- _What this task involves_
Which lines in the entries below contain the word "pink"? List every one of them.

Point annotations for photos

────────

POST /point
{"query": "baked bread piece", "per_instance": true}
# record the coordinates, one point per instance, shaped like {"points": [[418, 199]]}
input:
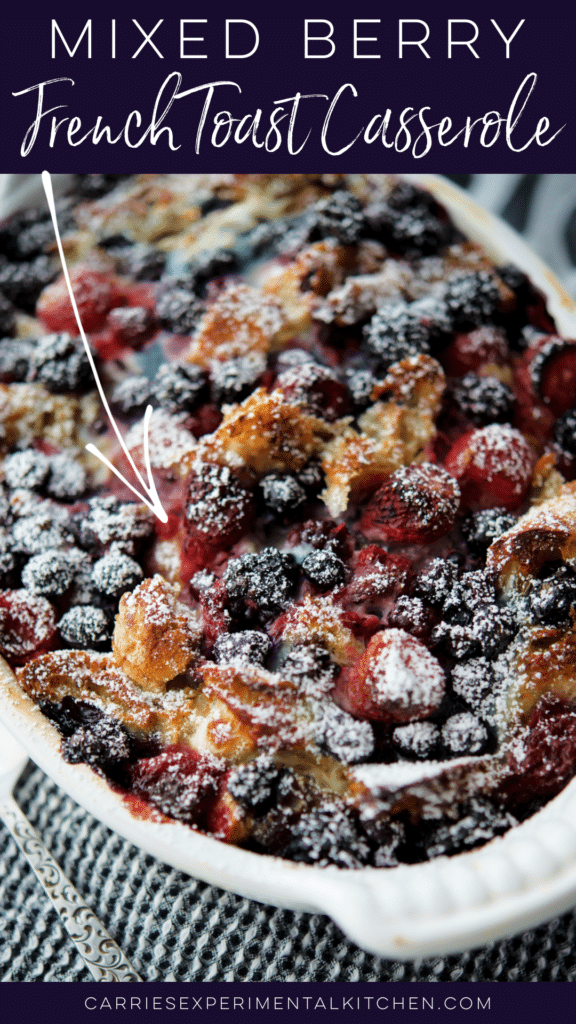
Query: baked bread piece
{"points": [[352, 643]]}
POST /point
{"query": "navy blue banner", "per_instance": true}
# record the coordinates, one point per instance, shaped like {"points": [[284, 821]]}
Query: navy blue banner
{"points": [[305, 1004], [280, 87]]}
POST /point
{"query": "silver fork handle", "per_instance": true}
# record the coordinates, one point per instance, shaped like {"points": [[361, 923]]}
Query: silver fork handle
{"points": [[98, 950]]}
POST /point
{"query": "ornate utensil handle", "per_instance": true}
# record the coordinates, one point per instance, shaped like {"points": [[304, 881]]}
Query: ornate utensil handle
{"points": [[97, 948]]}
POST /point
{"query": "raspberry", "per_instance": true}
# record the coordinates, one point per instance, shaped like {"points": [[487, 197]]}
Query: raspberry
{"points": [[483, 399], [482, 528], [95, 295], [311, 667], [27, 469], [84, 626], [417, 739], [552, 373], [464, 733], [396, 331], [235, 379], [471, 298], [345, 737], [132, 394], [468, 352], [480, 820], [282, 494], [493, 467], [178, 388], [103, 744], [218, 510], [178, 309], [179, 782], [27, 625], [317, 387], [324, 569], [328, 835], [247, 647], [396, 680], [266, 580], [116, 573], [49, 573], [59, 363], [340, 217], [416, 505], [253, 784]]}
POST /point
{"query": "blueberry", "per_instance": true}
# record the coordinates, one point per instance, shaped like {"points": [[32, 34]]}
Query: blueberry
{"points": [[247, 647], [324, 569], [178, 388]]}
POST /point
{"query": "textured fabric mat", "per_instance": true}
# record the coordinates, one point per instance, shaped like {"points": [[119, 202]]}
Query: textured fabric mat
{"points": [[173, 928]]}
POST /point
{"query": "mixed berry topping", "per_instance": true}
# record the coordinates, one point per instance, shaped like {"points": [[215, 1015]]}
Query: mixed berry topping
{"points": [[352, 641]]}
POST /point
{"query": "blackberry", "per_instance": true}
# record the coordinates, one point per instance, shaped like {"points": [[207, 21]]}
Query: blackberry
{"points": [[247, 647], [472, 681], [48, 573], [108, 520], [132, 394], [144, 263], [551, 599], [95, 185], [253, 784], [324, 569], [463, 734], [27, 469], [311, 667], [68, 478], [7, 317], [178, 388], [411, 614], [340, 217], [483, 399], [22, 283], [417, 739], [565, 430], [178, 309], [479, 821], [104, 744], [360, 384], [436, 581], [471, 298], [235, 379], [282, 494], [266, 580], [211, 263], [482, 528], [85, 627], [328, 835], [14, 359], [116, 573], [395, 332], [60, 364], [346, 738]]}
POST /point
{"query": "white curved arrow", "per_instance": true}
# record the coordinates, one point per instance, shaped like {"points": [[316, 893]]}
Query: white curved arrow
{"points": [[153, 501]]}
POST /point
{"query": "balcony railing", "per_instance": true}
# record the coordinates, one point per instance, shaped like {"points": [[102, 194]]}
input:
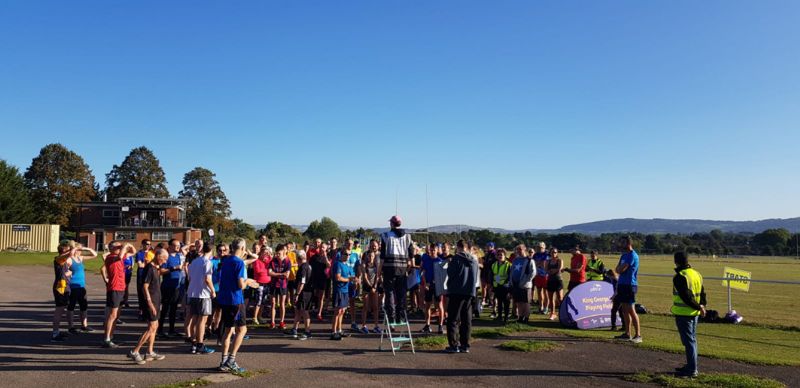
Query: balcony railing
{"points": [[153, 223]]}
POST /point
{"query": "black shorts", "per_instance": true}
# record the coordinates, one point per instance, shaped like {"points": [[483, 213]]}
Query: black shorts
{"points": [[261, 294], [555, 283], [114, 298], [61, 299], [148, 316], [521, 295], [305, 301], [430, 293], [232, 316], [277, 291], [626, 293], [78, 296]]}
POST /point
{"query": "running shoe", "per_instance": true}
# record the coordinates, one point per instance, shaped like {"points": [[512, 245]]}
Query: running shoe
{"points": [[233, 367], [137, 358], [154, 357]]}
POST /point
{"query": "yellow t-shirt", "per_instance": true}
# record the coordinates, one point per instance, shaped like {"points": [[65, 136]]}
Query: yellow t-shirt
{"points": [[293, 271]]}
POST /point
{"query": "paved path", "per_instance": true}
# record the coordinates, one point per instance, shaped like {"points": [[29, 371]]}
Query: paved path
{"points": [[28, 359]]}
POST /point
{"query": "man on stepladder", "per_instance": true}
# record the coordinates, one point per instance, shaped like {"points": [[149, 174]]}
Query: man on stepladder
{"points": [[396, 250]]}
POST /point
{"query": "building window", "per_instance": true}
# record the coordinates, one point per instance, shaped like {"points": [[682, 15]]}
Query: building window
{"points": [[125, 235], [161, 236]]}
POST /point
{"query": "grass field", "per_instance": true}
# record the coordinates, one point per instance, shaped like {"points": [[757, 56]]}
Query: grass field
{"points": [[770, 335]]}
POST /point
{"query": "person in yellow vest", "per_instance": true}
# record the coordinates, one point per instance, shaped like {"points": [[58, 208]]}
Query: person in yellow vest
{"points": [[595, 269], [688, 303]]}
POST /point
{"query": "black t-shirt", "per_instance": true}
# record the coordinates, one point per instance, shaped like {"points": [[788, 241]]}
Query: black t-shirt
{"points": [[304, 277], [153, 280], [318, 267]]}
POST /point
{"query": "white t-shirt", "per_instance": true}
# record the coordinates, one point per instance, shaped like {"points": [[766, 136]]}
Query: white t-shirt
{"points": [[198, 270]]}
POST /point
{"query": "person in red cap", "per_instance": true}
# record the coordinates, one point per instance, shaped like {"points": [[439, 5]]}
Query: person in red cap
{"points": [[396, 250]]}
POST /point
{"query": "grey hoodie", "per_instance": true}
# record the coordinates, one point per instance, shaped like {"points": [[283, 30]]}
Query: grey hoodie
{"points": [[462, 274]]}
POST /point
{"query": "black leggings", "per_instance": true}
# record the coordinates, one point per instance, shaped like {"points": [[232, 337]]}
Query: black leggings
{"points": [[503, 302], [169, 307]]}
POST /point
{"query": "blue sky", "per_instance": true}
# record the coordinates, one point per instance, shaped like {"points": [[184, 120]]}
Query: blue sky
{"points": [[516, 114]]}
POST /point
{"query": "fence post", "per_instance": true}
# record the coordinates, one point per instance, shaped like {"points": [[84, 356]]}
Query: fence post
{"points": [[730, 305]]}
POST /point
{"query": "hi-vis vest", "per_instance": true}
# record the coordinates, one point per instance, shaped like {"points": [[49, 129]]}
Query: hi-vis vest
{"points": [[695, 282], [596, 267]]}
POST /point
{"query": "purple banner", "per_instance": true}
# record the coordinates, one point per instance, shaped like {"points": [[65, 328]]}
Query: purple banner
{"points": [[588, 306]]}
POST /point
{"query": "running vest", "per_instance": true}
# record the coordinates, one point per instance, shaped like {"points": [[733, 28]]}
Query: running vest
{"points": [[78, 279], [695, 282], [596, 267], [501, 272]]}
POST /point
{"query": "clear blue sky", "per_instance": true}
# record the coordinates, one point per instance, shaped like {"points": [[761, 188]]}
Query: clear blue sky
{"points": [[515, 114]]}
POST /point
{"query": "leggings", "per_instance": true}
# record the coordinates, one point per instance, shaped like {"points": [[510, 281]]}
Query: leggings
{"points": [[503, 302], [169, 307]]}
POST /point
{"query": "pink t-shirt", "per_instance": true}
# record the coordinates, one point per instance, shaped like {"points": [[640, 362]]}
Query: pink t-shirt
{"points": [[261, 270]]}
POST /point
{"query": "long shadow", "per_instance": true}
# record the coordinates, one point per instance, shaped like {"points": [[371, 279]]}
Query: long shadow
{"points": [[467, 372]]}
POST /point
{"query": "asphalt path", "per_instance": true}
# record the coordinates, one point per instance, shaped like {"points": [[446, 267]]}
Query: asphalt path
{"points": [[28, 359]]}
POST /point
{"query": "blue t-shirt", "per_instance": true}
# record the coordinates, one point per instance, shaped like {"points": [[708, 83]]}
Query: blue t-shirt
{"points": [[215, 273], [174, 278], [344, 271], [428, 265], [78, 275], [540, 258], [128, 265], [629, 276], [231, 269]]}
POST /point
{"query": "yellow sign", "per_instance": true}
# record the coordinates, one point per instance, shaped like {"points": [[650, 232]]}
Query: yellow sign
{"points": [[742, 277]]}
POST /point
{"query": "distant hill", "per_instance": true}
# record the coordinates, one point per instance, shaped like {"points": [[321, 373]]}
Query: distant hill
{"points": [[660, 225], [646, 226]]}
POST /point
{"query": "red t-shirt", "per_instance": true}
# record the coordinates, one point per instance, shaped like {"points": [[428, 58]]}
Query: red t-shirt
{"points": [[116, 273], [580, 277], [261, 270]]}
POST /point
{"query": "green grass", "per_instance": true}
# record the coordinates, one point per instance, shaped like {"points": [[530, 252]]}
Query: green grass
{"points": [[184, 384], [39, 258], [705, 380], [529, 346], [750, 344], [432, 342]]}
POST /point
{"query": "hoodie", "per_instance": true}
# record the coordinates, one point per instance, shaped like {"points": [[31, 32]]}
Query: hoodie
{"points": [[462, 274]]}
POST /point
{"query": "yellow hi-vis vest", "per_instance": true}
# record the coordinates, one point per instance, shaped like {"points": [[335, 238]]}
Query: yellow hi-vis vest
{"points": [[695, 282]]}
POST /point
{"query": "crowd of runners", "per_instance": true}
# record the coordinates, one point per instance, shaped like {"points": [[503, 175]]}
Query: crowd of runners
{"points": [[217, 291]]}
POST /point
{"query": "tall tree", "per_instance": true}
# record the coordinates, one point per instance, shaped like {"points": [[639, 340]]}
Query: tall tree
{"points": [[15, 202], [208, 207], [140, 175], [325, 228], [57, 179]]}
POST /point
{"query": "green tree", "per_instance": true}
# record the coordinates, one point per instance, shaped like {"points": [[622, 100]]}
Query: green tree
{"points": [[57, 179], [15, 202], [207, 206], [325, 228], [140, 176], [280, 231]]}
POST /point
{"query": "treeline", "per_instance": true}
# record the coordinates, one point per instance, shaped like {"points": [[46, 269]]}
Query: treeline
{"points": [[771, 242], [58, 178]]}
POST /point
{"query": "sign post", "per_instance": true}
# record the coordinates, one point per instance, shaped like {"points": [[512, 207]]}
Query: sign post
{"points": [[738, 279]]}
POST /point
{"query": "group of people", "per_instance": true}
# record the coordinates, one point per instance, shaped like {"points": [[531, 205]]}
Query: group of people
{"points": [[216, 285]]}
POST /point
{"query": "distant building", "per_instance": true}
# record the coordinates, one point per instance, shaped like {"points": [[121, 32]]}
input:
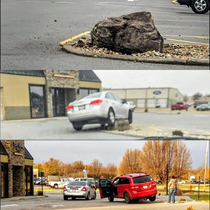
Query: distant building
{"points": [[39, 94], [149, 97]]}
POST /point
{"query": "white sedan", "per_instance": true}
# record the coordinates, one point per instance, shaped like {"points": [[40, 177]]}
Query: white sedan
{"points": [[98, 108]]}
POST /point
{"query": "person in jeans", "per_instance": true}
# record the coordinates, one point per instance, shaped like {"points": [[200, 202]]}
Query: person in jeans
{"points": [[172, 186]]}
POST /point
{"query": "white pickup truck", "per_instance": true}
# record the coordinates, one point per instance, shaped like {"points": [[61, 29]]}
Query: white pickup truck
{"points": [[60, 183]]}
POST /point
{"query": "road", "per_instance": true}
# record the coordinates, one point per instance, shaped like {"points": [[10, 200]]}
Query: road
{"points": [[55, 201], [60, 128], [32, 29]]}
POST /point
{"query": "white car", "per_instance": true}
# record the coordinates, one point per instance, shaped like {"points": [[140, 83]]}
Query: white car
{"points": [[98, 108]]}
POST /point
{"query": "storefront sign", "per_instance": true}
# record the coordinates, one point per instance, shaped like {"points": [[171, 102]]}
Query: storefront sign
{"points": [[157, 92], [64, 76]]}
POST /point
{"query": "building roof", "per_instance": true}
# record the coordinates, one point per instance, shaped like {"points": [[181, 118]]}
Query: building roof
{"points": [[84, 75], [4, 152], [88, 76], [37, 73]]}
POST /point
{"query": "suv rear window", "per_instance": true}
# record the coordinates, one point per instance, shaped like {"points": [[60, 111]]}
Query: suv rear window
{"points": [[142, 179]]}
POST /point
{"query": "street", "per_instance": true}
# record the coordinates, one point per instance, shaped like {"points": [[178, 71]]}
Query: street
{"points": [[32, 30], [55, 201], [196, 123]]}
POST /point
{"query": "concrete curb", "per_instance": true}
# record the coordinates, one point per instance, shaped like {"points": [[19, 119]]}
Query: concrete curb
{"points": [[200, 62], [23, 198]]}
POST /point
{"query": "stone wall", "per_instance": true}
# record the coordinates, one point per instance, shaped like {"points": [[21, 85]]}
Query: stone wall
{"points": [[71, 85], [16, 162]]}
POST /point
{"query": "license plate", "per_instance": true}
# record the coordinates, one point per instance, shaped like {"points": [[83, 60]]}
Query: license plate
{"points": [[81, 107]]}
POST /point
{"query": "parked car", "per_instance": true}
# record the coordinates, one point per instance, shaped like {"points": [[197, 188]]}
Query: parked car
{"points": [[179, 106], [102, 107], [198, 6], [79, 189], [130, 187], [203, 107]]}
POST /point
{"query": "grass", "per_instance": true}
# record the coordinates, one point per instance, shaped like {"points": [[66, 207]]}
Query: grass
{"points": [[201, 197]]}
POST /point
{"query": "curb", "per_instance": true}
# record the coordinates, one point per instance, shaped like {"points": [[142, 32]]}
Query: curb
{"points": [[23, 198], [201, 62]]}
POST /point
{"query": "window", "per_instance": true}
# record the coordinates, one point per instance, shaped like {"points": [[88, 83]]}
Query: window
{"points": [[142, 179], [37, 101]]}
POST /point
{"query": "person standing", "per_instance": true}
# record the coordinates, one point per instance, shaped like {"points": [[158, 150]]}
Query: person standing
{"points": [[172, 186]]}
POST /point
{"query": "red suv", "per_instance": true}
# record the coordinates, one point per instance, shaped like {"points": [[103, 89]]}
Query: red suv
{"points": [[130, 187]]}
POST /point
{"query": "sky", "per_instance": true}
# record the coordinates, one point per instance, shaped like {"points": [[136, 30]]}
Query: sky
{"points": [[187, 82], [105, 151]]}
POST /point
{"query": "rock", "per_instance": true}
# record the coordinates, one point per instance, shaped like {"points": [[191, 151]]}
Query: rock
{"points": [[133, 33]]}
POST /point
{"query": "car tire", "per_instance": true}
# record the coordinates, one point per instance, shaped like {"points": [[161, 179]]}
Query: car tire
{"points": [[65, 197], [88, 196], [130, 117], [77, 127], [152, 199], [111, 118], [127, 198], [94, 197], [111, 199], [196, 6]]}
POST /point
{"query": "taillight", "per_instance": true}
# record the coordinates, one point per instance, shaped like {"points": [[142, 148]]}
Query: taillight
{"points": [[84, 189], [69, 107], [96, 102]]}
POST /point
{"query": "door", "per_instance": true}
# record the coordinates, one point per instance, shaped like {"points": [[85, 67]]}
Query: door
{"points": [[141, 103], [58, 95], [105, 188], [37, 101]]}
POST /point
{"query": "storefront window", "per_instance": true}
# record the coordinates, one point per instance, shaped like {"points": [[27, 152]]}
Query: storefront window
{"points": [[37, 101]]}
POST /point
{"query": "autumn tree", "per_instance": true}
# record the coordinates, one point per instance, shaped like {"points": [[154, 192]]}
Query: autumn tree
{"points": [[130, 162], [94, 169], [157, 155]]}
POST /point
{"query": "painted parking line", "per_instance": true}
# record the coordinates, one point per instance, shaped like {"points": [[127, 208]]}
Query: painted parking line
{"points": [[74, 37]]}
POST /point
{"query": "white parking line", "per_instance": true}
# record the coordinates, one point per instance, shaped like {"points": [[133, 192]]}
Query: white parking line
{"points": [[9, 205]]}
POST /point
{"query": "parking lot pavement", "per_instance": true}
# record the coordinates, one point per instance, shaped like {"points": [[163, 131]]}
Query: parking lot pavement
{"points": [[144, 124], [32, 31], [55, 201]]}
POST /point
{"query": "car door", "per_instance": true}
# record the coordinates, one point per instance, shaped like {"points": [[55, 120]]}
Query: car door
{"points": [[105, 188], [123, 108]]}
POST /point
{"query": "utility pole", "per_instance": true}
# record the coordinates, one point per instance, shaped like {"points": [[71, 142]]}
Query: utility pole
{"points": [[207, 147]]}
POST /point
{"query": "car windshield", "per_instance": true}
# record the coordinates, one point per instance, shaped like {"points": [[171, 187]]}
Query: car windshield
{"points": [[77, 184], [142, 179]]}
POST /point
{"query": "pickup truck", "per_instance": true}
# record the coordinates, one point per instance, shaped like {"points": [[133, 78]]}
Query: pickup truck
{"points": [[179, 106], [61, 183]]}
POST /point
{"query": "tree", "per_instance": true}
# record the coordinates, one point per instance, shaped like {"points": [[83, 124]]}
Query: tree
{"points": [[156, 155], [130, 162], [94, 169], [197, 96]]}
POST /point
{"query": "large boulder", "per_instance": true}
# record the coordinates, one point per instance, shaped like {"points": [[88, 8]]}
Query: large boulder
{"points": [[133, 33]]}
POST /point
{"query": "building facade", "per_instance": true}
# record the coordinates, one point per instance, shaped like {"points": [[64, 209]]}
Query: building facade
{"points": [[149, 97], [16, 169], [40, 94]]}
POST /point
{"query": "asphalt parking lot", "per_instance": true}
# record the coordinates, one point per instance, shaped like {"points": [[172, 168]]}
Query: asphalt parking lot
{"points": [[33, 29], [196, 123]]}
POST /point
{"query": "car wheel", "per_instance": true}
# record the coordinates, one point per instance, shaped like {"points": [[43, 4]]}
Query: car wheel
{"points": [[111, 199], [200, 6], [111, 117], [130, 117], [88, 196], [127, 198], [94, 197], [65, 197], [152, 199], [77, 127]]}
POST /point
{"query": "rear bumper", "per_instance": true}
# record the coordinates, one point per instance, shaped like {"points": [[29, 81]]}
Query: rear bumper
{"points": [[184, 2]]}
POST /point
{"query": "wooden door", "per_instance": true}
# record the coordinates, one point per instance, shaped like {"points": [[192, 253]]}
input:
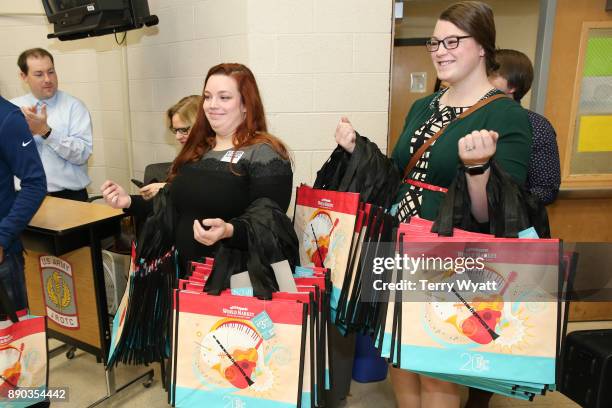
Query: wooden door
{"points": [[585, 218], [407, 60]]}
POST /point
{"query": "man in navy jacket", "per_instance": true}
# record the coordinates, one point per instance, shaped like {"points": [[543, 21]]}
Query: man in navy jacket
{"points": [[18, 157]]}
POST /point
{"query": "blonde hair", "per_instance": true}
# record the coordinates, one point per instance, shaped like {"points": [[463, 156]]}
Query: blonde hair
{"points": [[186, 108]]}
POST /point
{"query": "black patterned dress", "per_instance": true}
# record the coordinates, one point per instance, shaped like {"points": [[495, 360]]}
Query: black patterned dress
{"points": [[410, 204]]}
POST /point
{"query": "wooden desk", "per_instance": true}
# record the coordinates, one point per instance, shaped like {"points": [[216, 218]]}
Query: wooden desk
{"points": [[64, 272]]}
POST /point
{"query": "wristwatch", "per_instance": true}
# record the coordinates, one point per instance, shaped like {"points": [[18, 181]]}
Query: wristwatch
{"points": [[46, 135], [476, 169]]}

────────

- _Exercise answer_
{"query": "pink t-shirt", "per_instance": true}
Query: pink t-shirt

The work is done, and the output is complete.